Supplied records:
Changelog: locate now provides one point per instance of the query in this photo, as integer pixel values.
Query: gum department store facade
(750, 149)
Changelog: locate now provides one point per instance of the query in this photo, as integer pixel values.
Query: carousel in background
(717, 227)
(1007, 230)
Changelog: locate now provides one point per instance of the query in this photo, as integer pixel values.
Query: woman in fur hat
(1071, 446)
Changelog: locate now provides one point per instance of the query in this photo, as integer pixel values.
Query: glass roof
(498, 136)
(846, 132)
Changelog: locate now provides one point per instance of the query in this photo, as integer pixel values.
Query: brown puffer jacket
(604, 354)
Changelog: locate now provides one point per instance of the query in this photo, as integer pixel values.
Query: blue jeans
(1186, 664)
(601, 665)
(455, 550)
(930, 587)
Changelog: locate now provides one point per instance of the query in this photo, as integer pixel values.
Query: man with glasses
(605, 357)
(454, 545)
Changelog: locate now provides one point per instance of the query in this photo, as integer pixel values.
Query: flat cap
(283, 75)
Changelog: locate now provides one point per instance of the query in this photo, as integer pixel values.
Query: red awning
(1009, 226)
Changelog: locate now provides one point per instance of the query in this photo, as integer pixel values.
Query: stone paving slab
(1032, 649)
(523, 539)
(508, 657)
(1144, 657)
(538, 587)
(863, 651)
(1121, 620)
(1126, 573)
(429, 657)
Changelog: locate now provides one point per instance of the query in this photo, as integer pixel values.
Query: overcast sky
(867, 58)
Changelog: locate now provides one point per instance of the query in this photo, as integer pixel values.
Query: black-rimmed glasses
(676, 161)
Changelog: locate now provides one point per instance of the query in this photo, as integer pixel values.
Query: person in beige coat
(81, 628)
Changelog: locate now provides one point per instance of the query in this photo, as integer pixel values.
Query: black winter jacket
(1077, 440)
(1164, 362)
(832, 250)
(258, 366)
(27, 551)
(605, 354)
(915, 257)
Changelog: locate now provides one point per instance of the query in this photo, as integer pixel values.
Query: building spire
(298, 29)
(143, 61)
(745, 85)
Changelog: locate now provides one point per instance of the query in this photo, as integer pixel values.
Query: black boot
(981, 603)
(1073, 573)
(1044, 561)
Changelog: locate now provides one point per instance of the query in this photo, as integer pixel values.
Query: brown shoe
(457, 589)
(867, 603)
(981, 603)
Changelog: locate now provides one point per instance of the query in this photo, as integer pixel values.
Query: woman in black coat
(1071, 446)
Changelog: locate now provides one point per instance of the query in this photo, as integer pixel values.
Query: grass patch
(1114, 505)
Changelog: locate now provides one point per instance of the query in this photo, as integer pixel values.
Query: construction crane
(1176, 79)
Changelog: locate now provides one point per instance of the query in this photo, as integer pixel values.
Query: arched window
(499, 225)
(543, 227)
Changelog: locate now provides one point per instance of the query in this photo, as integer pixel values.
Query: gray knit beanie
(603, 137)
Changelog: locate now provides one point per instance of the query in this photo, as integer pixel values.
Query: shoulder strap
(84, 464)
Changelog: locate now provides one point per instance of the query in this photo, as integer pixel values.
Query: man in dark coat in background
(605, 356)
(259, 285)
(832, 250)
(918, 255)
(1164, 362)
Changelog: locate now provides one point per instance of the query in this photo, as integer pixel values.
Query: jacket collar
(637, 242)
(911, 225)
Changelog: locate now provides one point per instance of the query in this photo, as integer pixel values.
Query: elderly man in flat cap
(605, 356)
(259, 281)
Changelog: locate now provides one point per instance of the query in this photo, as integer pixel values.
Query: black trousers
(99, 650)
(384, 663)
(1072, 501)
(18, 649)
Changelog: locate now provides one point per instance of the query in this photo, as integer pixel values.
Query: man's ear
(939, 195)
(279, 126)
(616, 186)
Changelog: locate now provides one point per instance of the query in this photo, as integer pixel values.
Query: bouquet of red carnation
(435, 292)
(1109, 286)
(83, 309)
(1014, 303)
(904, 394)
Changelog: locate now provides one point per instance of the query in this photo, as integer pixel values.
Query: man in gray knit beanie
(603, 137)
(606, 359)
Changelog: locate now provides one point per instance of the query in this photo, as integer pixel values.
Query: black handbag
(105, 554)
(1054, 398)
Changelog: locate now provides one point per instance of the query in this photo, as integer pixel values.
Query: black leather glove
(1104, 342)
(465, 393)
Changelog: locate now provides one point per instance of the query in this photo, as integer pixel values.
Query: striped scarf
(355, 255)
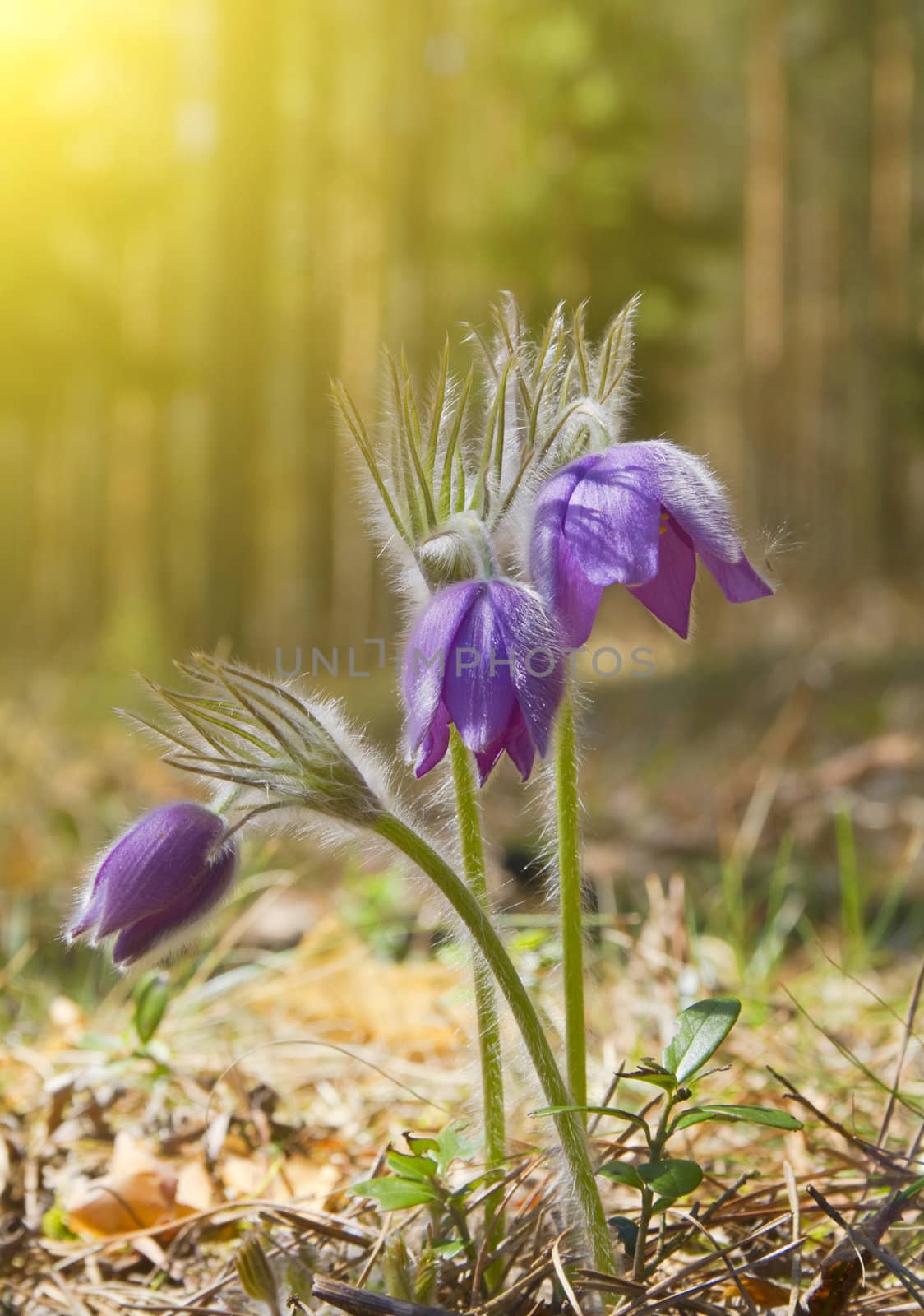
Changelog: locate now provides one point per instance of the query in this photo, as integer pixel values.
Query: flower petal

Given request:
None of the pictures should appear; repeat the records exactly otherwise.

The solution:
Changelog: locate now provides one point per instance of the query in this photo, as integer pixel values.
Query: gum department store facade
(750, 149)
Changelog: locate now provides one point per instance of the query in this photo, as integer pixel values.
Query: carousel in background
(717, 227)
(1007, 230)
Changelog: locate now provides one point per instance of the query in this photo, as integer pixel values.
Query: woman in fur hat
(1071, 446)
Changelog: locate now provides one point per instance of the query in this photo, as integer pixel values.
Query: glass roof
(498, 136)
(846, 132)
Changelog: locate now provides one point per instance of the query in this photo, as integer pixel values.
Query: brown puffer jacket
(604, 354)
Changelog: locate now provides one point per instance of the query in this photo, as integer pixel values.
Query: blue jeans
(1186, 664)
(601, 665)
(455, 550)
(930, 587)
Changelog: locate now provides one point per instance of the query in this photo, as integer pixel values.
Query: man with glasses
(605, 357)
(454, 545)
Changelog: locate now provides one point per instance of the query in this photo, as integer pixel values.
Query: flat cap
(283, 75)
Changelog: locate now provides one point per instance of the query in this photo, as integer pixel values.
Query: red awning
(1009, 226)
Changelog: locate now provides one point per instance of the query in this photo, as integer pixel values.
Query: stone paving slab
(1032, 649)
(523, 539)
(508, 657)
(1144, 657)
(538, 587)
(863, 651)
(1121, 620)
(1126, 573)
(429, 657)
Changelog: locate now provides one point per instance of the query in this photo, as integer pixel values.
Query: overcast sky
(867, 58)
Changelog: locate now provides one point per instance of the query in this photo, as integer pixel values.
Query: black-rimmed glasses
(676, 161)
Changelog: locate now provides one point per instance of the query in this photo, as integer pixel values.
Query: person in beige coat
(81, 628)
Changelog: locate now provides one point per instance of the query in this photo, as integer pixel values.
Query: black winter jacket
(1077, 440)
(1164, 362)
(832, 250)
(258, 366)
(27, 551)
(605, 354)
(915, 257)
Changelog: locate now provides one point per instance of the query in this photo, as integer pixel values.
Query: building spire
(298, 29)
(143, 61)
(745, 85)
Changelog: locate now provides one point per instance of the query in this photo, as integer pixel values.
Query: black boot
(981, 603)
(1073, 573)
(1044, 561)
Changelog: locate now provides one point per instance of the query in this photo, as integer pixel values.
Query: brown shoe
(457, 589)
(867, 603)
(981, 603)
Changelog: locate now provides one point per instance of the query in this photo, as integer pixel values.
Query: woman in black coat
(1071, 446)
Changelog: locate now provides one point per instance of the query in this photo, as integer pixel values.
Query: grass patch
(1114, 505)
Changelog: locate now provides one point per instance of the query in this photo, as integer pixel values.
Query: construction crane
(1176, 79)
Changelog: locate now provides one point per instance of the query in this photo, as integer pixel values.
Query: arched window
(499, 225)
(543, 227)
Changelog: locate now provides one point per instance of the query in this photo, as integer pixel values.
Query: gray knit beanie
(603, 137)
Changelog: locate now provides one point per instance of the query in this photo, as integer pixel values.
Query: shoulder strap
(84, 464)
Changelog: locate now provides one point per instance of the query in this photo, as integer pixel values.
Query: man in dark coat in background
(605, 356)
(259, 285)
(832, 250)
(918, 255)
(1164, 362)
Changelog: locate now provides one point per instance of the query in this photo, as integer pixel values.
Query: jacket collar
(637, 242)
(911, 225)
Changelog: locate now provides one point per instance of the query in this photo, as integer pixel values.
Query: elderly man in flat cap
(605, 356)
(259, 281)
Changelog: locate now provides one point per instance of the query in this photo, as integer pixel values.
Query: black trousers
(99, 650)
(384, 663)
(1072, 501)
(18, 649)
Changelog: locate now provides one point per instance of the query in this photo, as integer pixel values.
Query: man's ear
(939, 195)
(279, 126)
(616, 186)
Changelog: locate now provides one point per instance of the query in this photo, as integer pixel values.
Query: bouquet of red carnation
(435, 292)
(1109, 286)
(83, 309)
(1014, 303)
(904, 394)
Changelog: locate now provides one point per instance of the query in this photo, as integer pixel values.
Query: man in gray knit beanie
(603, 137)
(606, 359)
Changelog: locate now provides one point per instance of the query in this photo, as integer pixel values.
Query: black handbag
(105, 554)
(1054, 398)
Changelog: locate now provides one point per instance of the query in this photo, as integer pixel values.
Query: black leather glove
(1104, 342)
(465, 393)
Changelog: locate now provides one point per instance of the query in this photo, as integer pixel values.
Query: striped scarf
(355, 255)
Changelog: locate now provides one point per instance of the query in this photo, as integer pixel values.
Query: flower petal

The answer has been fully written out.